» **CHALLENGES**
- A) In the pusher assembly description, which company owns the copending application?
- B) Print the passage of the pusher assembly description starting with "As is evident" and going on through "to the guide track.".

» **PAGE EXTRACT**

■ ■ ■ ■ ■ ■ ■

The pusher assembly of the present invention is conveniently and advantageously, but not necessarily, utilized in connection with a wire frame support structure of the general type described in copending application Ser. No. 10/024,153, filed Dec. 17, 2001, owned by Trion Industries, Inc., of Wilkes-Barre, Pa. the assignee of the present invention. To this end, the illustrated form of guide track 10 is provided at the front with a downwardly opening groove 21 and at the rear with a rearwardly opening groove 22. The grooves 21, 22 are arranged for cooperation with transversely disposed support wires (not shown) at each end, allowing the back end of the guide track to be inserted in a rearward direction to engage a wire within the rearwardly opening groove 22, and engaging a wire at the front of the frame by downward movement of the front portion of the guide track to capture a wire within the downwardly facing groove 21. As is described more fully in the indicated copending application, the wire support structure provides the desired lateral guidance and front stop means for product packages being urged in a forward direction by the sled 16.
The sled 16, also of molded plastic construction, comprises a generally vertically disposed pusher panel 23 and a rearwardly disposed spring housing 24 comprised of opposed and spaced side walls 25 and a top wall 26. The spring housing 24 is preferably open at the back and, pursuant to the invention, is open at the bottom, as reflected in FIG. 4. A pair of spaced apart, longitudinally extending ribs 27 may be provided along the bottom surface of the sled to minimize contact area and friction with the surface 11 of the guide track. The coiled spring 17 is closely confined, laterally, between the side walls 25 of the spring housing, and the bottom of the spring is supported in a linear recess 28 which extends over the length of the guide track 10, as indicated in FIG. 1. The recess is deep enough to receive the entire thickness of the spring strip material and wide enough to receive the entire width of the spring material, enabling the spring strip to lie below any product packages supported on the guide track 10.
As is evident in FIGS. 1 and 6, the vertical panel 23 of the sled 16 is provided with a downwardly opening notch 29 which directly overlies the linear recess 28 in the guide track and is at least slightly wider than the strip material of the spring 17. The forward end of the coiled spring 17 passes through the spring housing 24 through the notch 29 as the sled 16 is moved forwardly and rearwardly along the guide strip. At its forward extremity, the strip material of the spring 17 is formed with a shallow, L-shaped offset 30, which is engaged through the anchor slot 19 and which serves to anchor the end of the spring strip to the guide track.

■ ■ ■ ■ ■ ■ ■

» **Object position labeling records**

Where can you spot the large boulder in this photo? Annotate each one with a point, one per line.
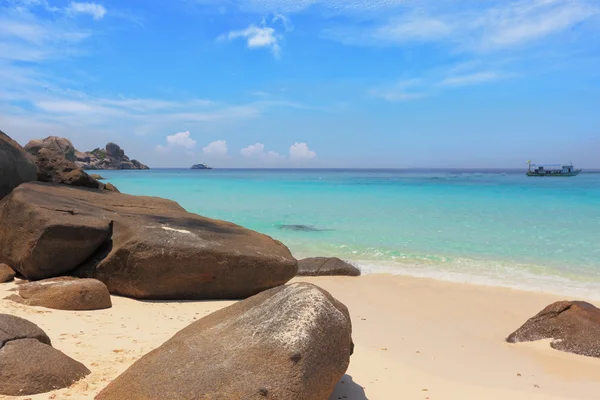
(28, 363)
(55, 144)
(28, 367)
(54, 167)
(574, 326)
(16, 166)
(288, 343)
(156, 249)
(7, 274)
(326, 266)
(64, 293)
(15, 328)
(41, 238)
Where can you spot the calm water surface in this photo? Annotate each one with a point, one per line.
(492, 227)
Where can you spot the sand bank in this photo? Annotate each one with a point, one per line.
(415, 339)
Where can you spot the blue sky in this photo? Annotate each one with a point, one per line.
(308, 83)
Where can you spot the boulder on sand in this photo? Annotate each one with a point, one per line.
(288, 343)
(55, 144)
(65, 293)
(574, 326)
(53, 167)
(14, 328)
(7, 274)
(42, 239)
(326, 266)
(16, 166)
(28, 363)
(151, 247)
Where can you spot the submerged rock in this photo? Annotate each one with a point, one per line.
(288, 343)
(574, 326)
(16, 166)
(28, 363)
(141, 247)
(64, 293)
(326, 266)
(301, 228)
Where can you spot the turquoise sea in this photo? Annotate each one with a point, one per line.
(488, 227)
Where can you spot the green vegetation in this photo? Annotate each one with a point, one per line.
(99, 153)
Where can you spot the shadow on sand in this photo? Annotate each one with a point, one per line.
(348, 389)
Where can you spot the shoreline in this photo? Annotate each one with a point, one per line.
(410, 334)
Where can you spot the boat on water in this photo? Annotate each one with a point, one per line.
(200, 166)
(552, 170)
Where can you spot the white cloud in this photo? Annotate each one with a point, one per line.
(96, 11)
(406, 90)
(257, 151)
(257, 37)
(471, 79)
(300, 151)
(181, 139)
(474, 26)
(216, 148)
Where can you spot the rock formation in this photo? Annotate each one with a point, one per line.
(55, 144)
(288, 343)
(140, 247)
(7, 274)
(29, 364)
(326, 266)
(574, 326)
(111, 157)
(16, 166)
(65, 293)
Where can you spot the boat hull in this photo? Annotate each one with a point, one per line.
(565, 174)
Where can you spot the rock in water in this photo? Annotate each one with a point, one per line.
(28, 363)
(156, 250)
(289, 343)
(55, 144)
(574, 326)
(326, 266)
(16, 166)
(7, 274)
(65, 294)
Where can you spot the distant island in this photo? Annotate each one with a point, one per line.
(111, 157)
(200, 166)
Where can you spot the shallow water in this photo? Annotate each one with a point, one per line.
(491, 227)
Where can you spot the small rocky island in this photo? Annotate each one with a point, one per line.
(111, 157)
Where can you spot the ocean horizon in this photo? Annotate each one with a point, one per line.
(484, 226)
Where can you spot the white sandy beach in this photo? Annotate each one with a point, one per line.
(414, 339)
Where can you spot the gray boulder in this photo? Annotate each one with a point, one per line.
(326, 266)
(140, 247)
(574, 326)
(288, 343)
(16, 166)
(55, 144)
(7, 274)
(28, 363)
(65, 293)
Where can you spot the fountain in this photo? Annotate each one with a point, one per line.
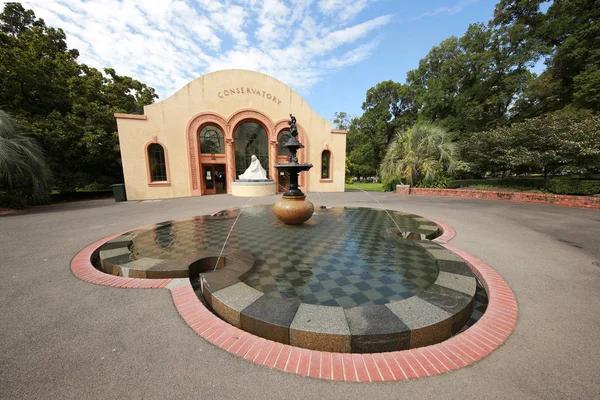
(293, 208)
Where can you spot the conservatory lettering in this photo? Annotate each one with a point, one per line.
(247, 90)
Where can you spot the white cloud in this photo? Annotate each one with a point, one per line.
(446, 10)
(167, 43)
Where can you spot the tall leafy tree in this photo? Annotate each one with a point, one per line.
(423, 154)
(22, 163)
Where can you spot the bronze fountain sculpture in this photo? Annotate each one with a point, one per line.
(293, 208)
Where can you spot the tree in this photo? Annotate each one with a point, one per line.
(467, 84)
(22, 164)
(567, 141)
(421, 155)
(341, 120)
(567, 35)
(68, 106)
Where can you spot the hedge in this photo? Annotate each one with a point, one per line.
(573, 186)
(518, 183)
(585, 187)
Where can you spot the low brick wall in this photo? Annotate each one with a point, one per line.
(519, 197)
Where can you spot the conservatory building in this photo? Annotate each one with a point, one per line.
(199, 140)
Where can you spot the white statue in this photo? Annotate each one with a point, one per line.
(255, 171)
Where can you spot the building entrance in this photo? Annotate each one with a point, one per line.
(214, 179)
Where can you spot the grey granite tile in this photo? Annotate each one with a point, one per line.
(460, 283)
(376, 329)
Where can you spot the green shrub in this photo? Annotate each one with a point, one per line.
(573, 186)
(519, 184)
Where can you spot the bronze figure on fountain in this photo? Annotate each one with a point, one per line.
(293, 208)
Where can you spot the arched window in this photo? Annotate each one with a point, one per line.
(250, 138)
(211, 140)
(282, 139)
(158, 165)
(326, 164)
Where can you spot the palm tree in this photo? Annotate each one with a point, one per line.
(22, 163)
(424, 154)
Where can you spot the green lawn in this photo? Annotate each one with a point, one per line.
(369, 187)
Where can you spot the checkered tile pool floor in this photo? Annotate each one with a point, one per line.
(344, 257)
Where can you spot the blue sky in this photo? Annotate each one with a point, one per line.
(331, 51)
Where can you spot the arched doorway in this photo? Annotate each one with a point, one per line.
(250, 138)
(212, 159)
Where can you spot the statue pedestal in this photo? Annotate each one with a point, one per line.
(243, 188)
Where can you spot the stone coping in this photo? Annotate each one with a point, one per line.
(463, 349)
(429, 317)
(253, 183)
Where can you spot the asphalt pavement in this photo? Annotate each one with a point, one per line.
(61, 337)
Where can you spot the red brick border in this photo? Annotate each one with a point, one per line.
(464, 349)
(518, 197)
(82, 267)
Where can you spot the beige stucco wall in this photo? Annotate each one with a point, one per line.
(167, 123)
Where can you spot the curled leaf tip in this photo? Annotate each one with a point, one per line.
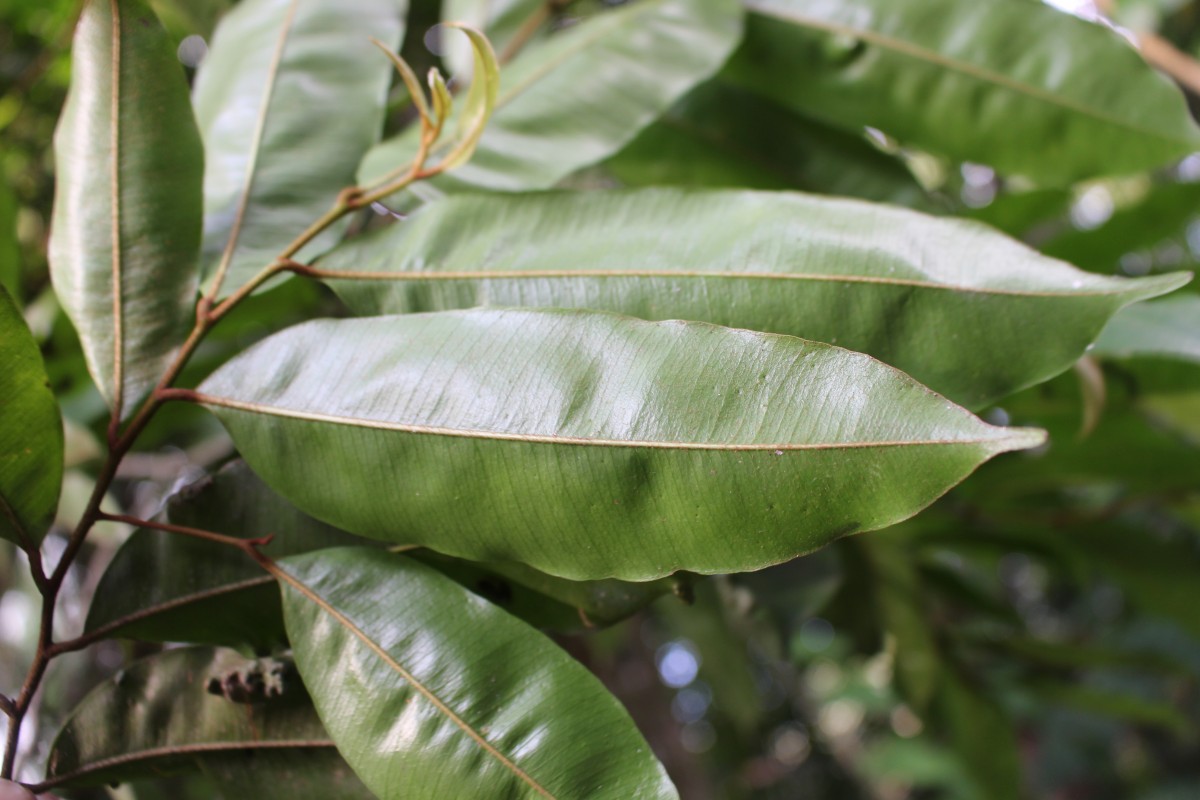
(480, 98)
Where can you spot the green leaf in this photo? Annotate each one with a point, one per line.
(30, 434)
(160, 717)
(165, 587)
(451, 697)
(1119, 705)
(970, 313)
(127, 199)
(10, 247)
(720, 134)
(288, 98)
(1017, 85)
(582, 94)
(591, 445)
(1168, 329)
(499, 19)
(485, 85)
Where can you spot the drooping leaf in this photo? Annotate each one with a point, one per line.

■ ■ ■ ■ ■ ■ ■

» **FINAL ANSWERS**
- A) Trion Industries, Inc., of Wilkes-Barre, Pa.

- B)
As is evident in FIGS. 1 and 6, the vertical panel 23 of the sled 16 is provided with a downwardly opening notch 29 which directly overlies the linear recess 28 in the guide track and is at least slightly wider than the strip material of the spring 17. The forward end of the coiled spring 17 passes through the spring housing 24 through the notch 29 as the sled 16 is moved forwardly and rearwardly along the guide strip. At its forward extremity, the strip material of the spring 17 is formed with a shallow, L-shaped offset 30, which is engaged through the anchor slot 19 and which serves to anchor the end of the spring strip to the guide track.